分析用本文
ホルス(東京都中野区)は、EGF(上皮細胞増殖因子=Epidermal Growth Factor)に続き、FGF(線維芽細胞増殖因子=Fibroblast Growth Factor)を、国内にある自社工場で製造することに成功し、今秋から販売を開始する。
EGFや、同じ成長因子の仲間であるFGFは、医学の父と呼ばれたギリシャのヒポクラテスが治療に使ったと言われるプラセンタや、楊貴妃が美容と健康のために好んで食したとされるツバメの巣(燕窩)に含まれている。もともと人の体の中にある成分で、EGFが表皮に働きかけるのに対し、FGFはその名の通り肌のさらに奥、真皮に存在する線維芽細胞に働きかけ、増殖を促進する作用を持っている。
線維芽細胞とは、皮膚の機能を保つ上で最も重要な細胞で、真皮の成分であるコラーゲン、エラスチン、ヒアルロン酸を合成する細胞のことだ。肌にFGFを補うことで、肌の弾力やハリを取り戻すことができる。
実際に、FGFをヒトの血管内皮細胞に5ng/ml加えて実験を行ったところ、64時間後の細胞数が、何も加えなかった場合と比べて、約2倍多いということが証明されている。
同社が提供するFGFは、日本国内の自社工場にて製造を行っており、遺伝子組み換え非病原性大腸菌を用いた大量生産技術の確立に成功している。生産過程における特徴は、FGFを菌体外に分泌させているという点である。このことによって、抽出時に生じる変性が避けられ、純度の高いFGFを抽出することができるのである。

記載項目一覧
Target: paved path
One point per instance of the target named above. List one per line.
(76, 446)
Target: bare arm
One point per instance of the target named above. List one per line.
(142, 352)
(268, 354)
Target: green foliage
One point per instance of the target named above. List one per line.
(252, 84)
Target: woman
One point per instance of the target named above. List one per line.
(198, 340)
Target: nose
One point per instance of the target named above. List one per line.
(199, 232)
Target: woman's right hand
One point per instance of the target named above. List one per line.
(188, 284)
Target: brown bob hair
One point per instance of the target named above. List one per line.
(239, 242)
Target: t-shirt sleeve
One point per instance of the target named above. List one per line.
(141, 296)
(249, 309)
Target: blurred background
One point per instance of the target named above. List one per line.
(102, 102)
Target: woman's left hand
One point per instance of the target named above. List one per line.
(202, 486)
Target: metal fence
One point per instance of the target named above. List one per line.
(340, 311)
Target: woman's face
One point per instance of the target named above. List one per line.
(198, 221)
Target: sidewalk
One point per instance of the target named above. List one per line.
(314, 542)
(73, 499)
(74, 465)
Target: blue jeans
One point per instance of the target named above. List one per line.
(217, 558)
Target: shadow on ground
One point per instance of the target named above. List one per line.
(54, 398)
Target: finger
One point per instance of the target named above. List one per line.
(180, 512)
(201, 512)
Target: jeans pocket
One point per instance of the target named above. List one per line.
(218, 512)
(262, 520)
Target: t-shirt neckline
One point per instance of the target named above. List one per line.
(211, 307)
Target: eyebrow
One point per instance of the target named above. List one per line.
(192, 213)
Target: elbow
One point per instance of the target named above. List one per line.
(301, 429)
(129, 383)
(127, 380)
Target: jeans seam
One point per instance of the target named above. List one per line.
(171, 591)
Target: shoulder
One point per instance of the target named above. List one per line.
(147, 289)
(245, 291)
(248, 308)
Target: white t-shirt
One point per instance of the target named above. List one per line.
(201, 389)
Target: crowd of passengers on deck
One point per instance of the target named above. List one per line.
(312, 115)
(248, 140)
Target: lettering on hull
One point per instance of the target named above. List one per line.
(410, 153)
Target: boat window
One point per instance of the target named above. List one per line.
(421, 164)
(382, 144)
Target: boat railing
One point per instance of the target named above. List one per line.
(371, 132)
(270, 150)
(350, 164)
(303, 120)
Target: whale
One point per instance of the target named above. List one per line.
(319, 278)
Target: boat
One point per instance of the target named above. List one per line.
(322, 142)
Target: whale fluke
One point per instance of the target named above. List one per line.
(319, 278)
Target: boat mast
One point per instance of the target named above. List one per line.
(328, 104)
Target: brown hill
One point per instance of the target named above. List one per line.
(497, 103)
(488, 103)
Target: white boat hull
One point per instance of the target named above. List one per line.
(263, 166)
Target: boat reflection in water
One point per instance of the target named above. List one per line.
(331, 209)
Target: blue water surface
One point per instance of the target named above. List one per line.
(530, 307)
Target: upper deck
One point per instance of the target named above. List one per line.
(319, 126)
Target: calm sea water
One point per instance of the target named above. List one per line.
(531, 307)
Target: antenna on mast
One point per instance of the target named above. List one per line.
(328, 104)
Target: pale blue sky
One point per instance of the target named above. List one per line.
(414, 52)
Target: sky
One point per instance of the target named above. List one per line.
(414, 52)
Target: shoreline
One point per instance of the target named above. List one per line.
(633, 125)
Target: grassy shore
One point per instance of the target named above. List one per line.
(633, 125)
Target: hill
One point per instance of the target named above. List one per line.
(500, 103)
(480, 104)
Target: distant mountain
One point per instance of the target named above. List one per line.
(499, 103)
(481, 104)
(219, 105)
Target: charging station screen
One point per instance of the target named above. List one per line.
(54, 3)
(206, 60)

情報を用いて
1/ FGFに関する本文を二文で要約してください。
2/ FGFに関する本文のうち、「線維芽細胞とは、皮膚の機能を」を含む語句で始まり「出することができるのである。」で終わる部分を、「自社工場」を「製造拠点」に置き換えて書き直してください。
3/ FGFに関する本文の最後の文に続けて、その先を書き進めてください。

各課題の解答
1/ ホルスはEGFに続いてFGFを国内の自社工場で製造することに成功し、今秋から販売を開始する。FGFは真皮に存在する線維芽細胞に働きかけて増殖を促進する成分であり、同社は遺伝子組み換え非病原性大腸菌を用いた大量生産技術を確立し、FGFを菌体外に分泌させることで純度の高いFGFを抽出している。

2/
線維芽細胞とは、皮膚の機能を保つ上で最も重要な細胞で、真皮の成分であるコラーゲン、エラスチン、ヒアルロン酸を合成する細胞のことだ。肌にFGFを補うことで、肌の弾力やハリを取り戻すことができる。
実際に、FGFをヒトの血管内皮細胞に5ng/ml加えて実験を行ったところ、64時間後の細胞数が、何も加えなかった場合と比べて、約2倍多いということが証明されている。
同社が提供するFGFは、日本国内の製造拠点にて製造を行っており、遺伝子組み換え非病原性大腸菌を用いた大量生産技術の確立に成功している。生産過程における特徴は、FGFを菌体外に分泌させているという点である。このことによって、抽出時に生じる変性が避けられ、純度の高いFGFを抽出することができるのである。

3/
また、リポソーム化技術を用いて人間の細胞膜と同じリン脂質の被膜で包んでおり、大きさはナノサイズ(直径70~250nm)と極小サイズである。これによって肌への浸透力を向上させ、変性からFGFを守り、細胞間へ届けるという利点をもっている。
体内のFGF量は年齢や個人によって異なるが、余分なFGFは蓄積されずに体外へと排出されるため、男女、年齢を問わず安心して使用できる。
原料は化粧品への配合を考慮し、液体での供給を行っているため、化粧水、美容液、ジェル、クリーム等、様々な性状への配合が可能だ。
また、FGFやEGFは現在も研究が進められ、肌への効果だけではなく、発毛効果も明らかになっている。
EGFは、表皮細胞の増殖、分化を促進する作用を持つ成分であり、頭皮に働きかけて毛母細胞の分裂を促進することによって発毛を促す。写真は、EGFを配合したトニックを1か月間塗布した治験結果である。EGFなしの場合と比べ、発毛量に明らかな違いが見てとれる(写真=EGF配合トニック使用による、マウスでの発毛実験)。
さらに、FGFと組み合わせることで相乗効果が期待されるため、併せて拡販を行っていく予定だ。